## Consigne 1
Extrayez des enregistrements les lignes qui vont de celle contenant « wall on this photo. » jusqu'à celle contenant « <point>73,108</point> », ces deux lignes incluses. Reproduisez-les sans la moindre modification.
—————
Dossier : 2004-3455(GST)I

ENTRE :

R. MARCOUX & FILS INC.,

appelante,

et

 

SA MAJESTÉ LA REINE,

intimée.

 

MOTIFS DE JUGEMENT

(Prononcés oralement le 6 mai 2005, à Montréal (Québec).)

 

La juge Lamarre Proulx

 

[1]     Il s'agit d'un appel par voie de la procédure informelle concernant trois cotisations établies en vertu de la Loi sur la taxe d'accise (la « Loi »).

 

[2]     La première cotisation est en date du 28 avril 2003. Elle couvre la période du 1er février 1999 au 31 juillet 2002. L'avis porte le numéro 22022.

 

[3]     La deuxième cotisation est en date du 6 mai 2003. La période couverte est du 1er août 2002 au 31 octobre 2002.

 

[4]     La troisième cotisation est également du 6 mai 2003. La période couverte est du 1er novembre 2002 au 31 janvier 2003. L'avis porte le numéro 22027.

 

[5]     La ratification des cotisations est en date du 26 mai 2004.

 

[6]     Ces documents ainsi que quelques documents émanant de l'appelante ont été produits comme pièce I‑1.

 

[7]     La question en litige est de savoir si certaines fournitures de biens meubles corporels effectuées par l'appelante l'ont été à des acquéreurs autres que des consommateurs.

 

[8]     Il s'agit plus particulièrement d'une application de la partie introductive de l'article 1 de la Partie V de l'Annexe VI de la Loi et de la définition des termes « acquéreur » et « consommateur » au paragraphe 123(1) de la Loi.

 

[9]     L'annexe VI décrit les fournitures détaxées au sens du paragraphe 123(1) de la Loi. La partie introductive de l'article 1 de la Partie V de l'Annexe VI se lit ainsi :

 

[Bien meuble corporel] — La fourniture d'un bien meuble corporel, sauf un produit soumis à l'accise, effectuée par une personne au profit d'un acquéreur, autre qu'un consommateur, qui a l'intention d'exporter le bien, si à la fois :

 

...

 

[10]    Pour les fins de ces motifs, l'alinéa a) de la définition du terme « acquéreur » au paragraphe 123(1) de la Loi suffit. Cet alinéa se lit ainsi :

 

« acquéreur »

 

a)         Personne qui est tenue, aux termes d'une convention portant sur une fourniture, de payer la contrepartie de la fourniture;

 

...

 

[11]    Le terme « consommateur » au même paragraphe de la Loi est ainsi défini :

 

« consommateur » Particulier qui acquiert ou importe un bien ou un service, à ses frais, pour sa consommation ou son utilisation personnelles ou pour celles d'un autre particulier. La présente définition exclut le particulier qui acquiert ou importe le bien ou le service pour consommation, utilisation ou fourniture dans le cadre de ses activités commerciales ou d'activités dans l'exercice desquelles il effectue des fournitures exonérées.
—————
## Consigne 2
Recopiez à l'identique le passage du texte du document qui commence par « [11]    Le terme » et se poursuit jusqu'à « des fournitures exonérées. ».

## Enregistrements
—————
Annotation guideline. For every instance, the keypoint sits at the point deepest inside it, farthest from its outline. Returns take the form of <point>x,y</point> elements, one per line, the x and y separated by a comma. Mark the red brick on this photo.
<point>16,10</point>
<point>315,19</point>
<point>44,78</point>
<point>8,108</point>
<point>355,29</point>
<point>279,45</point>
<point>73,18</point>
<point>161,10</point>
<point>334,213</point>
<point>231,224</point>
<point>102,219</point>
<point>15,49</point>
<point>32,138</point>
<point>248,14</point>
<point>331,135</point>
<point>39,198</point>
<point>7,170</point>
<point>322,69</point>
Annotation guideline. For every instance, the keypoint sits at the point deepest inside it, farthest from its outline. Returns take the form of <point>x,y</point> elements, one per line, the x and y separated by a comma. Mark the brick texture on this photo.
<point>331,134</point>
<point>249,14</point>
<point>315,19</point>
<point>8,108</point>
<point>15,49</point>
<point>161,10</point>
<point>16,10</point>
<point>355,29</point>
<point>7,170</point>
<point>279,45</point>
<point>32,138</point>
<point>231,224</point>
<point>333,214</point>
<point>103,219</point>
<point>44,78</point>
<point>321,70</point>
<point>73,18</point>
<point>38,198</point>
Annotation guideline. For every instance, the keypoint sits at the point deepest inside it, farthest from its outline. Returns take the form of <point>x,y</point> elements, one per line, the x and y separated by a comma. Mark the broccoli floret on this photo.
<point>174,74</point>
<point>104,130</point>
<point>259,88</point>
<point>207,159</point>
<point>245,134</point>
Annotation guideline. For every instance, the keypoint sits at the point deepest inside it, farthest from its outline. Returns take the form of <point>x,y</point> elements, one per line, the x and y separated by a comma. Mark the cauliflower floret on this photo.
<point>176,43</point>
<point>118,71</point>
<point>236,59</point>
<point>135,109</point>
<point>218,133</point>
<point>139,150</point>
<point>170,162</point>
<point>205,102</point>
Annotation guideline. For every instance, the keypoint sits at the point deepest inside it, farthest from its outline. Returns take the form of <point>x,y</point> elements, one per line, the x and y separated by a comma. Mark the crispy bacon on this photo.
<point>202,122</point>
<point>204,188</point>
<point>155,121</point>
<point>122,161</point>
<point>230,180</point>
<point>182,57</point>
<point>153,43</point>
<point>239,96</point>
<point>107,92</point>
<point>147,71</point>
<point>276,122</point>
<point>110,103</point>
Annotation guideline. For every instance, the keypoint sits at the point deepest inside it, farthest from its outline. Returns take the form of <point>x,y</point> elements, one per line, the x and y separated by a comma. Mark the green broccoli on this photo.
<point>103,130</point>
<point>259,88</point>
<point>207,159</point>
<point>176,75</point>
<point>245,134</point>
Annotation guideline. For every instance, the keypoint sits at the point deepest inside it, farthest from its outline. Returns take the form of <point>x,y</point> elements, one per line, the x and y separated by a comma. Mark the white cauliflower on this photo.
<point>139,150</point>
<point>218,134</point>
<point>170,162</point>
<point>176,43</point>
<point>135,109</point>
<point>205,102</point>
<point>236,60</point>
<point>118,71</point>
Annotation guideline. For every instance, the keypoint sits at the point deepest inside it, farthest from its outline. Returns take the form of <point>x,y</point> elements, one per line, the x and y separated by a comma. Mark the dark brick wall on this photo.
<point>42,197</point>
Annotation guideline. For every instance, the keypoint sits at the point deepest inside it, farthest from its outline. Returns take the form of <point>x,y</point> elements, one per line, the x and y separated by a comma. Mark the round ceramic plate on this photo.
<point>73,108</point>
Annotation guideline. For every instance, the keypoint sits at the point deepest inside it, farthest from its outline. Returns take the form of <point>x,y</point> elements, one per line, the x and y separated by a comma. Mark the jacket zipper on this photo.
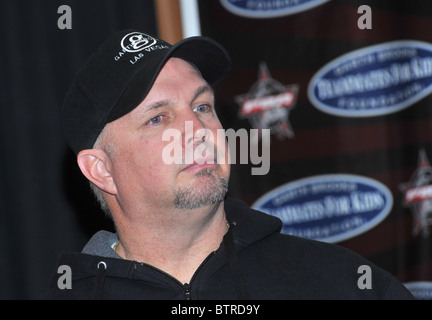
—————
## Réponse rédigée 1
Annotation guideline. For every instance, the keypoint sits at the point deepest inside it, farthest from its outline. Returns take the form of <point>x,y</point> elements, one per line, the x and y separated by a comma. Mark the dark brick wall on this photo.
<point>42,197</point>
Annotation guideline. For every instance, the keypoint sits at the point deepest inside it, farthest from its outline. Returns take the form of <point>x,y</point> elements, one per line, the x and y separated by a comma. Mark the round ceramic plate on this photo.
<point>73,108</point>

## Réponse rédigée 2
[11]    Le terme « consommateur » au même paragraphe de la Loi est ainsi défini :

 

« consommateur » Particulier qui acquiert ou importe un bien ou un service, à ses frais, pour sa consommation ou son utilisation personnelles ou pour celles d'un autre particulier. La présente définition exclut le particulier qui acquiert ou importe le bien ou le service pour consommation, utilisation ou fourniture dans le cadre de ses activités commerciales ou d'activités dans l'exercice desquelles il effectue des fournitures exonérées.